__SELECTED TEXT__
>>>>>

Heredogram and Brain Imaging of Patients with SCA45

(A) Heredogram discloses many family members affected, suggesting an autosomal dominant inheritance. Sagittal (B) and axial (C) T1-weighted brain MRI of patient 1 with SCA45 shows mild cerebellar atrophy (arrows). Sagittal (D) and axial (E) T1-weighted brain MRI of patient 2 with SCA45 also discloses mild cerebellar atrophy (arrows).

Patient 1 and 2 with severe ataxia related to SCA45. Both are dependent on a wheelchair, and present with marked dysmetria.Download Supplementary Video 1 via http://dx.doi.org/10.1212/000581_Video_1

Patient 2

The sister of patient 1, 79 years old, presented with a 6-year history of progressive cerebellar ataxia. She also suffered of mild dysarthria, slurred speech, and dysphagia. Neurologic examination showed global ataxia (video 1). Cognition and ocular movements were normal, as well as deep tendon reflexes. Brain MRI showed mild cerebellar atrophy (figure, D and E). WES identified the same c.10906T>G, p.Tyr3636Asp variant in FAT2.

Discussion

SCA45 (MIM #617769) related to the FAT2 gene variants is an unusual conventional SCA type.[2] SCA45 was reported in 2017 in a WES-based study that reported 2 different missense variants c.10758G>C, p.Lys3586Asn and c.10946G>A, p.Arg3649Glu affecting highly conserved amino acids in the last cadherin repeat and linker region between the cadherin repeat and the laminin A-G of FAT2. The first variant was identified in a patient who presented with pure cerebellar ataxia, downbeat nystagmus, dysarthria, a positive family history, and disease onset after the age of 40 years. The second case also had slowly progressive ataxia and a disease onset after the age of 50 years, but no family history.[2] Moreover, a recent study including patients with CANVAS phenotype and negative for the RFC1 repeat-expansion disclosed one subject with the heterozygous c.4370T>C, p.Val1457Ala variant affecting the 13th cadherin domain of FAT2.[3]

The p.Tyr3636Asp variant described in our report is novel and absent in control databases (gnomAD, ABraOM) and literature. Although this may seem a variant of unknown significance, there are some relevant points to be considered: (1) the variant is located close to the previously reported p.Lys3586Asn variant in a well-established functional domain, (2) cosegregates with disease, and (3) the phenotype is highly similar to cases described in previous studies of SCA45—we considered this variant likely pathogenic and the cause of the ataxia.

<<<<<

__YOUR TASKS__
A) According to the SCA45 report, why did the authors judge the p.Tyr3636Asp variant likely pathogenic even though it might seem a variant of unknown significance? Answer in one to three sentences.
B) Go on with the SCA45 report from where it stops.
The stored material comes from a source unrelated to the SCA45 report.

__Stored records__

>>>>>

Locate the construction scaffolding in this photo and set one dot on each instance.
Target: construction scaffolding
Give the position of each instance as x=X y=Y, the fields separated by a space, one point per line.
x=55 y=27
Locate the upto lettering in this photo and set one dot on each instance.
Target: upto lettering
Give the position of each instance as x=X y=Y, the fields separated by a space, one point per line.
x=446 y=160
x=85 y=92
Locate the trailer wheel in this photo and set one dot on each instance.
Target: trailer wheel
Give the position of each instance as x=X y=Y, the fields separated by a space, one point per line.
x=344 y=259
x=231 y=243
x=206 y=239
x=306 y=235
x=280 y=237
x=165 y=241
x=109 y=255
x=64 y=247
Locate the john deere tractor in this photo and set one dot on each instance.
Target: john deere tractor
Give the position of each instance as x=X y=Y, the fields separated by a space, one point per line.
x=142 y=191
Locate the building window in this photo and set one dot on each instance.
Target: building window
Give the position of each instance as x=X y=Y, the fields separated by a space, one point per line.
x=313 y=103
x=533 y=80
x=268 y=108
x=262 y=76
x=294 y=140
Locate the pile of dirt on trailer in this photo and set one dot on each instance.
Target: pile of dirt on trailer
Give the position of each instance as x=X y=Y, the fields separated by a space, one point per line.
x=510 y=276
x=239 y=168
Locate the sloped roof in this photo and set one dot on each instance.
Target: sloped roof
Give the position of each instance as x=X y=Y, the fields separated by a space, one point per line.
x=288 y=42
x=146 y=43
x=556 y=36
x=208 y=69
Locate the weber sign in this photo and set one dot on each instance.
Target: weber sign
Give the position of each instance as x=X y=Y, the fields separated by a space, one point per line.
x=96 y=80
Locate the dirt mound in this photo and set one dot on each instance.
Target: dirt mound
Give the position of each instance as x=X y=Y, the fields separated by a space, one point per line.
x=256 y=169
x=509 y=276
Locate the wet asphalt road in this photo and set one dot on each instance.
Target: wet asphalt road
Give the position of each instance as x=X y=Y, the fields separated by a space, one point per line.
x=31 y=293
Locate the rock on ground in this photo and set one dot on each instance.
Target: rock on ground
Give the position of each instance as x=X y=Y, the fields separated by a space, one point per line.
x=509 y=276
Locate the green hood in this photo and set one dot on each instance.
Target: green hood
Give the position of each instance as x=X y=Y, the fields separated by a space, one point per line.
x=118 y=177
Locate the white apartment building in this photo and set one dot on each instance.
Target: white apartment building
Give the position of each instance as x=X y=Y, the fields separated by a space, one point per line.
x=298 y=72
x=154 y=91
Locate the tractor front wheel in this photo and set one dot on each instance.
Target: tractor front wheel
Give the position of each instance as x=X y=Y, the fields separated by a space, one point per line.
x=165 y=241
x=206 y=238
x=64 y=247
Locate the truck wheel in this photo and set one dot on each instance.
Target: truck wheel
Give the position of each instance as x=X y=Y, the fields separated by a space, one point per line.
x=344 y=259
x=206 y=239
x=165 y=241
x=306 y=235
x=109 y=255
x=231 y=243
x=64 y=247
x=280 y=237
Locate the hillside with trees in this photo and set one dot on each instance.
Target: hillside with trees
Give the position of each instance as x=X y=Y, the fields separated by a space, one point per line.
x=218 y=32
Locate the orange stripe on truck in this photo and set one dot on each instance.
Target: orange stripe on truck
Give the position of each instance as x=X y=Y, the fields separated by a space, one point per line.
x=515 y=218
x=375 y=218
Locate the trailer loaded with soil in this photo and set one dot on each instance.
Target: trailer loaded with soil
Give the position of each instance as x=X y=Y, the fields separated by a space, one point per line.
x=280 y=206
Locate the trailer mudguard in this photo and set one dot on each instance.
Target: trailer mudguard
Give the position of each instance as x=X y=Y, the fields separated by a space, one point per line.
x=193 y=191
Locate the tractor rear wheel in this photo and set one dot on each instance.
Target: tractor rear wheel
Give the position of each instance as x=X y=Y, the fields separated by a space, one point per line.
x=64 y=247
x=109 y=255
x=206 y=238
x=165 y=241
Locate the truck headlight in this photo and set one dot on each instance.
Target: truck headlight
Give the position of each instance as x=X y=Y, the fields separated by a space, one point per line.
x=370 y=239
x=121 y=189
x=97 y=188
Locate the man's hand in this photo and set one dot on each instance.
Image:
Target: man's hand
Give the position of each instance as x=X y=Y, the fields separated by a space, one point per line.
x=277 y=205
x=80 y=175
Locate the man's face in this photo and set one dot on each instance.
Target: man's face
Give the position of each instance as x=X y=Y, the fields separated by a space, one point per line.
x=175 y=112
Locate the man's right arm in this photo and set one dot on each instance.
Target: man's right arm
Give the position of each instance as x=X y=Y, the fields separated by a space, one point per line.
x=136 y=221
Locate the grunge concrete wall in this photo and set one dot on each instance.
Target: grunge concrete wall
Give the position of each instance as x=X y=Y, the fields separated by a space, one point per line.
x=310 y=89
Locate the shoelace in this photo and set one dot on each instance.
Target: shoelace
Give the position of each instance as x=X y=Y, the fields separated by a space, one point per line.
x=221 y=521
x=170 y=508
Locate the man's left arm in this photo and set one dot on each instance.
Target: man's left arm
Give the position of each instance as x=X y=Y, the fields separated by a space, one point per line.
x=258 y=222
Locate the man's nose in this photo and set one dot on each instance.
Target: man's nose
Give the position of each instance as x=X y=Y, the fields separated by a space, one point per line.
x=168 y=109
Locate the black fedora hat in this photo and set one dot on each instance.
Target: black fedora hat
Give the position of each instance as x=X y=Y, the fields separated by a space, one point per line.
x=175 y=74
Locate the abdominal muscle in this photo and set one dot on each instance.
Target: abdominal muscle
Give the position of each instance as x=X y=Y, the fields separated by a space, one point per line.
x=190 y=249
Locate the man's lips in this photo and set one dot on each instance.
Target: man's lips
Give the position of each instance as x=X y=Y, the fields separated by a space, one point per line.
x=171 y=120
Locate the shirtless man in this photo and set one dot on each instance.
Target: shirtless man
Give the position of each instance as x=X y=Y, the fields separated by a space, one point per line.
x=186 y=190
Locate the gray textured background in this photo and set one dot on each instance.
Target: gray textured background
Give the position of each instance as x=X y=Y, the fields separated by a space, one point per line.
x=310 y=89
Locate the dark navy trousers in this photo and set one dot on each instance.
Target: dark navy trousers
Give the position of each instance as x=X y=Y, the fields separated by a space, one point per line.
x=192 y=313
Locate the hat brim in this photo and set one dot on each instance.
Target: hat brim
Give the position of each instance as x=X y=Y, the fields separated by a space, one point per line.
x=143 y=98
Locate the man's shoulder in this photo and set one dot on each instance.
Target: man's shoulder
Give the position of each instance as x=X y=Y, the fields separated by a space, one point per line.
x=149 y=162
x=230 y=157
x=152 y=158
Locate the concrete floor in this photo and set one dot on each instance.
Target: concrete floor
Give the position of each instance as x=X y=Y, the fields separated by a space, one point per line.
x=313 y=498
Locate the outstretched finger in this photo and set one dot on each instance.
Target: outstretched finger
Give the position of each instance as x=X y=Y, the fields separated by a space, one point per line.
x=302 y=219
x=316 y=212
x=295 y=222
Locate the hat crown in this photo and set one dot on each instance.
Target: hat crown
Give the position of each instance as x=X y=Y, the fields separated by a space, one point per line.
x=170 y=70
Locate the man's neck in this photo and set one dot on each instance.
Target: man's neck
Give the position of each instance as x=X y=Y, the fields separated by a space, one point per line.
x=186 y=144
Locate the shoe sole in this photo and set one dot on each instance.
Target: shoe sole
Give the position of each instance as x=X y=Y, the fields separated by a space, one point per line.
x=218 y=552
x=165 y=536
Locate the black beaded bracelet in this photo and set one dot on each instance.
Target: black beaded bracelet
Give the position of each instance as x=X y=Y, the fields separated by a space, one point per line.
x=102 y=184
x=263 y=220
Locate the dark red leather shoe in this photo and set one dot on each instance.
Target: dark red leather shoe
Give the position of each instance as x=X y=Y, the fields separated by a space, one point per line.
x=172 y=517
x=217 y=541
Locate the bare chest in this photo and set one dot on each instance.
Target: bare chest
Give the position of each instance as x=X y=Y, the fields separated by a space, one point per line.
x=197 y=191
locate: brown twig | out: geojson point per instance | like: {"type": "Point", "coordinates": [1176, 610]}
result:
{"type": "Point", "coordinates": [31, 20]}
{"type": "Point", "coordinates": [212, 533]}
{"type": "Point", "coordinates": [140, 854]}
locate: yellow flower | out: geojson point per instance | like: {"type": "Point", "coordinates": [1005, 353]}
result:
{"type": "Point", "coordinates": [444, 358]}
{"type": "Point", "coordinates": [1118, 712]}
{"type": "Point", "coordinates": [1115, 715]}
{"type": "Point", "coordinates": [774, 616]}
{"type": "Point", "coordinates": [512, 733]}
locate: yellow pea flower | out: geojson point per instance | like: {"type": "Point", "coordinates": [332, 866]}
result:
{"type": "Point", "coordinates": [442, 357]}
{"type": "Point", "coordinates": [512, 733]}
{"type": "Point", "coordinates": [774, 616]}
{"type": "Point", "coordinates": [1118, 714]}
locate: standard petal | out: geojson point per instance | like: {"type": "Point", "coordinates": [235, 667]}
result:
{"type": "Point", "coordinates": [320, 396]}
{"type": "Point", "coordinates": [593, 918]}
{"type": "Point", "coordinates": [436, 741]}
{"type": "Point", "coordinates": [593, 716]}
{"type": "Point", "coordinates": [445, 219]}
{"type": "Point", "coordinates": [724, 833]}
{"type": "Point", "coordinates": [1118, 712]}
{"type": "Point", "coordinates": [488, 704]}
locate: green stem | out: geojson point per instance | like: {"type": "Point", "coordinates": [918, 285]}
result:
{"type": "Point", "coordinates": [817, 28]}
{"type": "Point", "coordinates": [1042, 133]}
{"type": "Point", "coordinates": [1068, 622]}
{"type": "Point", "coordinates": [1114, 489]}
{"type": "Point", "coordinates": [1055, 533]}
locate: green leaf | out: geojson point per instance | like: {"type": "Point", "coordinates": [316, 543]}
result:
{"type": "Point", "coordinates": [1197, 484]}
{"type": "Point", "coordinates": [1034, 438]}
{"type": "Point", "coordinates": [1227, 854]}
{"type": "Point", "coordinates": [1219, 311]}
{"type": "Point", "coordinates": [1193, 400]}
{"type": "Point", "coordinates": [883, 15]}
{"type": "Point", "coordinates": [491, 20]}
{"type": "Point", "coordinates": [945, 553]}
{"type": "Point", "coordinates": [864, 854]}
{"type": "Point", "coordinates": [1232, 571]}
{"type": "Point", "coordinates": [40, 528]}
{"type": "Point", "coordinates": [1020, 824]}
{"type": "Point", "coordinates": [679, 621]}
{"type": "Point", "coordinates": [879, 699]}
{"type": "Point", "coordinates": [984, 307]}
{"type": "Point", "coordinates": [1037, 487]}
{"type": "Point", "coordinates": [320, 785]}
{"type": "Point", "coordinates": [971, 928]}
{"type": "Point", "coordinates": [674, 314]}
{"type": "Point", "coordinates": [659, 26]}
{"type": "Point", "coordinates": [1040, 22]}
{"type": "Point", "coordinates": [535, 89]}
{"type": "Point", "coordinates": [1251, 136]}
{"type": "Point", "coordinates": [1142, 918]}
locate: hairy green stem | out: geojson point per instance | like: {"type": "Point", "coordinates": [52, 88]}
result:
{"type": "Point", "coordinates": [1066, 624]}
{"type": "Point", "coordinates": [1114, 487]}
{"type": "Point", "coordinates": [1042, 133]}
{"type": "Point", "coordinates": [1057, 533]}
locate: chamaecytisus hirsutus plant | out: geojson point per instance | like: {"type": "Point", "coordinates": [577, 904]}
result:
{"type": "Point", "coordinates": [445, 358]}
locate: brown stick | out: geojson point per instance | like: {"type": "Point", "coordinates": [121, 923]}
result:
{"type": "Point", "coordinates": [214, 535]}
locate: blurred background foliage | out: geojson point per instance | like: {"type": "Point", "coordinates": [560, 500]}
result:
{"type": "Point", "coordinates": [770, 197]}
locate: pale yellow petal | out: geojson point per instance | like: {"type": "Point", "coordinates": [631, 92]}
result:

<<<<<

__ANSWERS FOR THE TASKS__
A) The variant lies close to the previously reported p.Lys3586Asn variant in a well-established functional domain, and it cosegregates with disease. The patients' phenotype is also highly similar to cases described in earlier SCA45 studies.

B)
FAT2, previously named MEGF1, belongs to the family of human FAT genes.[4] AT2 is a large transmembrane adhesion molecule specifically expressed in the cerebellar granule cells, playing an important role in postnatal cerebellum development.[5] FAT genes are the human homologous of Drosophila fat.[6] Recently, the depletion of fat in Drosophila was reported to cause neurodegeneration of the fly eye, very likely to deficits in autophagy.[7] The question remains whether FAT2 in humans is also implicated in autophagy and thereby mediates neuronal homeostasis in the cerebellum needs to be established.

So far, only one family with a few affected members and one sporadic case carrying likely pathogenic FAT2 variants have been described. All cases presented with a slowly progressive late-onset ataxia.[2,3] Therefore, additional cases with likely pathogenic variants presenting with late-onset ataxia and future functional studies on how variants in FAT2 cause late-onset ataxia will further add to link between FAT2 and SCA45. In conclusion, SCA45 seems characterized by a very late-onset cerebellar ataxia and cases presenting with such features without repeat expansions in the most common SCAs should be screened for variants in FAT2 using WES.